> **Exercise requirements**
**A)** Retype the passage of the thread on Opal Kelly packet loss from "I am using this" up to and including "the FPGA end.".
**B)** Which tools or pieces of test equipment does the thread on Opal Kelly packet loss suggest for finding where the packets are lost? Name every one.
**C)** Carry on the thread on Opal Kelly packet loss from where it stops.

> **Document extract**

■ ■ ■ ■ ■ ■ ■

I am using this Opal Kelly board to timestamp event based data and transmitt the timestamps to software, where a statistical analysis is performed. However, i am constantly loosing packets which is having a significant impact on my data recordings. Does the OKI have function calls to enable a more secure transfer of data from FPGA to PC. The events are not particularily fast (~30Hz) so time is not really an issue here.
Tom
Our XEM/FrontPanel products use USB bulk transfers which, by design, are guaranteed to transfer without error.
Depending on how you have written your HDL, however, your design may be overflowing or underflowing buffers and losing data at the FPGA end.
How are you applying the endpoints in your design to transfer data?
Thanks for the swift reply,
I am using a standard Xininx FIFO core (Using the generator V4.2). This is connected directly to the blocktransfer endpoint. The FIFO is large compared to the amount of data that is being sent, and the data is visiable within the fifo as i have hardwired the Read_Data_Count to the LEDs on the board. It doesn’t get near to over flowing. The Read_Data_Count signal is also used to determine if there is enough data to send using the following line of code (VHDL).
NeuralOutReady 64 else '0';
At the other end i am using the C# interface, using the following managed C code.
cli::array^ OutputDataBlock = gcnew cli::array(64);
while(!mbSTOP)
{
int Size = OKI->ReadFromBlockPipeOut(0xA3,64,64,OutputDataBlock);
if(0 < Size)
{
//Do Stuff with extracted timestamps
}
}
This gets the majority of the data, but every so often (it seems randomly) packets are dropped. If i increase the size of the packet then the drop is much more visable as the graphical representation of event rate has massive holes in it, as large sections of times stamped data is lost.
Thanks
Tom
Tom–
I would suggest doing some further investigation to see exactly where the packet loss is occurring. Xilinx’s ChipScope is an excellent tool for this type of thing. The alternative would be to bring out several lines to external test equipment such as a scope or logic analyzer.
If you are experiencing packet loss at the USB level, there is something more significantly wrong – either the host controller on your PC or its drivers are at fault. USB bulk transfers are not susceptible to packet loss.
I have just finished implementing functionality that keeps track of the number of events sent. Essentially i have given each timestamp a count which is also transmitted as the upper 8 bits of each 32-bit timestamp so:
|—8 bit event counter—|---24 bit time stamp----------------------|
when using this i have found that i am consistantly dropping 17 time stamps at random intervals. This makes sence in terms of packet loss, as i am requesting 64bytes at a time which corrisponds to 16 time stamps. Though i am not sure where the last one goes either.

■ ■ ■ ■ ■ ■ ■

> **Recorded data**
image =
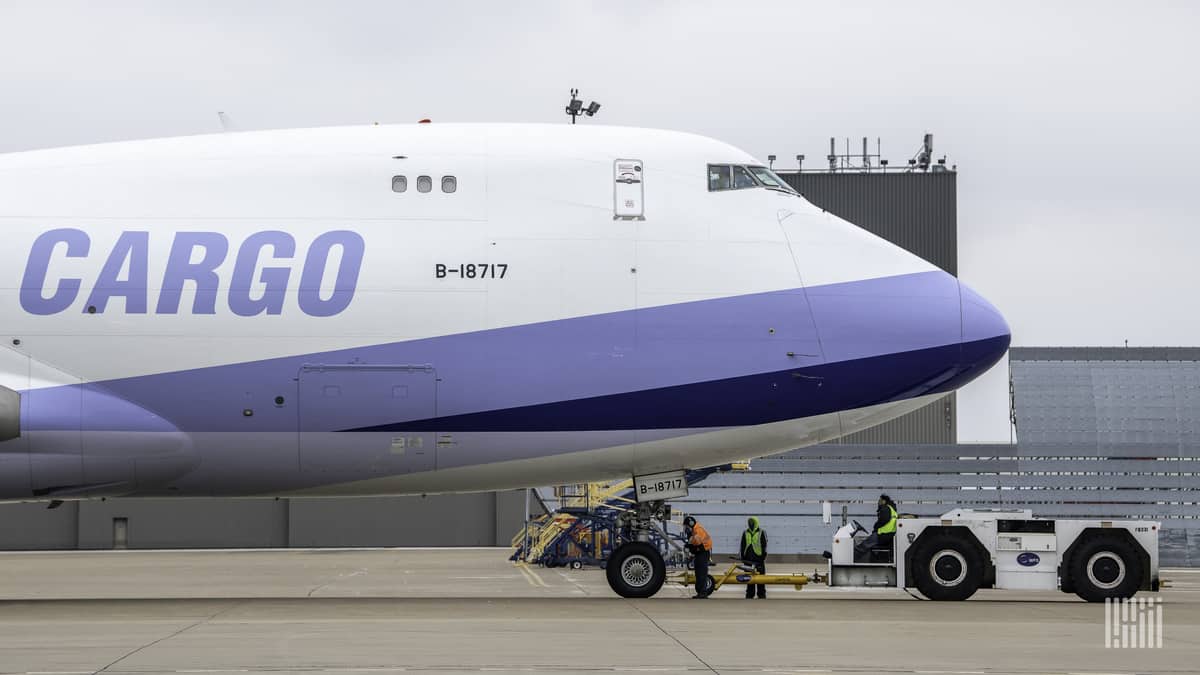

■ ■ ■ ■ ■ ■ ■

> **Per-task answers**
**A)**
I am using this Opal Kelly board to timestamp event based data and transmitt the timestamps to software, where a statistical analysis is performed. However, i am constantly loosing packets which is having a significant impact on my data recordings. Does the OKI have function calls to enable a more secure transfer of data from FPGA to PC. The events are not particularily fast (~30Hz) so time is not really an issue here.
Tom
Our XEM/FrontPanel products use USB bulk transfers which, by design, are guaranteed to transfer without error.
Depending on how you have written your HDL, however, your design may be overflowing or underflowing buffers and losing data at the FPGA end.

**B)**
- Xilinx's ChipScope
- a scope
- a logic analyzer

**C)**
Ok, so that kinda makes sence, i just can’t find the cause, but now things get really weird…To explain, i need to first describe a bit about the rest of the FPGA usage.
The FPGA is split into two sections which are independantly controlled through the endpoints. The first is the recording mechanism which time stamps incomming asynchronous pulses and then sends these timestamps to the PC via a FIFO buffer and your endpoint. The second section is a computational model that produces pulses 1ms wide at semi-random intervals of between 0 > 40 Hz.
To test both parts at the same time, i have connected the output from the second section into the input from the first. And it is in this configuration that i miss data. The data is produced from the second part, as is seen by a logic analyser that i am using. Additionally, because of the new code i have implemented, it is possible to see when data is being lost.
However, if i connect up a signal generator to the input instead of shorting the output to the input by a single wirel, no data is lost. Do you have any ideas why this is?
Tom
Could this be a power issue? I am using pretty much the entire FPGA all the time plus using over half of the FPGA I/Os. Not enough to disrupt the FPGA itself, but enough to mess with the USB controller?
Also, its not 17 timestamps missing… its 16, which is exactly the same size as the requested packet size.
Tom
If the board you’re using is the XEM3001 (this is a post in the XEM3001 forum), then how are you powering the board? By default, the board will be powered by USB which is limited to 500mA. It’s certainly feasible that your FPGA design has violated this limit.
What are your power estimates from the Xilinx tools?
The measured peak current consumption is only 185mA. Which kills that theory…
Yes, i am using XEM3001v2.
Tom
I think that the error must be to do with the way i am configuring the FIFO, such that if some stimulus happens at the wrong time, it looses data. Currently i have a simple comparitor that determines if the amount of data stored is above a certain level. If this is the case then the EP_READY flag is set high. Is this the correct way to implement this?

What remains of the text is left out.